** What to work on **
a) Please return the passage of the Akhenaten blog post between "But Akhenaten’s name" and "Freudian, Shakespearean frenzy?", inclusive, copied word for word.
b) In the Akhenaten blog post, what name did Akhenaten give his new city?

** Excerpted passage **
———

Menu
Ancient Egypt / Blog

AKHENATEN, TUT, AND ZANNANZA!

Akhenaten001 (1).jpgAKHENATEN, TUT, AND ZANNANZA!

“My husband is dead. I have no son. But they say that you have many sons. If you would give me one of your sons, he would become my husband.” And Pharaoh! The request is in Akkadian cuneiform, but from the wife of an Egyptian King. It is written to Suppiluliuma, King of the Hittites. After investigating the unusual request, Suppiluliuma sent one of his five sons, Zannanza, to Egypt. That action led to the deaths of both his son and the Hittite King.

But which Queen of Egypt? Akhenaten’s widow, Nefertiti? Or Ankhesenamun, Tutankhamun’s widow. Was Ankhesenamun forced to marry Tut’s elderly minister, Ay, when he became Pharaoh? For she did, and died, and disappeared from history soon thereafter. More foul play?

Ay was “Overseer of all the Horses” for Pharaoh Akhenaten. Then he became Grand Vizier to Pharaoh Tutankhamun. Did Ay order Zannanza’s killing? After Tut’s short reign? To seize legitimacy, and the crown, by marrying Tut’s young widow?

If so, he didn’t last long as Pharaoh. Only four years. He was replaced by Egyptian Army General, Horemheb. Horemheb was away fighting the Hittites. Did he murder Ay after he returned?

Let’s take a step back and see how we got here.

Akhenaten. Tenth Pharaoh of the 18th Dynasty in the New Kingdom of Egypt. Akhenaten (“Effective For Aten”) ruled as Pharaoh from 1358 to 1340 B.C. Originally named after his father, he was called Amenophis IV (“Amun is Satisfied”). He inherited an

economy expanded by Queen Hatshepsut and an international empire forged by Pharaoh Thutmose III.

But Akhenaten’s name was not recorded in the Egyptian lists of kings. His monuments had been defaced, his history erased by his successors, including his son, the boy king, Tutankhamun. Tut would reign for only nine years over the lands he inherited from his father. And the reign of Akhenaten, himself, would have to be rediscovered.

Akhenaten and his principal wife, Nefertiti, had six daughters. He probably fathered his immediate successor, Smenkhkare, with another woman. But that son would only serve as Pharaoh for two years.

Gods don’t prepare well for their successors. Prophets do, and so do Pauls. But Akhenaten did not. The next Pharaoh, Tutankhamun, was also one of Akhenaten’s sons by another consort. Then Tut married his sister. Did the destruction of his father’s memory begin then? In some sort of Freudian, Shakespearean frenzy?

Akhenaten worshiped the sun, Aten. He made Aten the only God and merged the other gods into the sun’s amorphous disk so that his God became abstract. Approachable only by, and living in, the Pharaoh himself. No longer accessible through icons, images, or sculptures of the deity. Do you want to talk to God? Go see the Pharaoh. Akhenaten then closed down the temples of Amun and fled Luxor, Karnak and Thebes. To follow him, you will have to move downriver to his new capital city!

Akhenaten moved to virgin land, so new was his view of religion. We call it Amarna, after Bedouin tribes who moved in three hundred years ago. He called his city the “Horizon of the Aten,” and built it so that the first light of his god, Aten, would crest over a gap in the eastern cliffs and bade down upon his palace.

———

** The data **
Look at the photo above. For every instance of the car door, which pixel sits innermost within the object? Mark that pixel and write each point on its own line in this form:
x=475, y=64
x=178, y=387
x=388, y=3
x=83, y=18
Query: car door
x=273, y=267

———

** Response list **
a)
But Akhenaten’s name was not recorded in the Egyptian lists of kings. His monuments had been defaced, his history erased by his successors, including his son, the boy king, Tutankhamun. Tut would reign for only nine years over the lands he inherited from his father. And the reign of Akhenaten, himself, would have to be rediscovered.

Akhenaten and his principal wife, Nefertiti, had six daughters. He probably fathered his immediate successor, Smenkhkare, with another woman. But that son would only serve as Pharaoh for two years.

Gods don’t prepare well for their successors. Prophets do, and so do Pauls. But Akhenaten did not. The next Pharaoh, Tutankhamun, was also one of Akhenaten’s sons by another consort. Then Tut married his sister. Did the destruction of his father’s memory begin then? In some sort of Freudian, Shakespearean frenzy?

b) He called it the "Horizon of the Aten."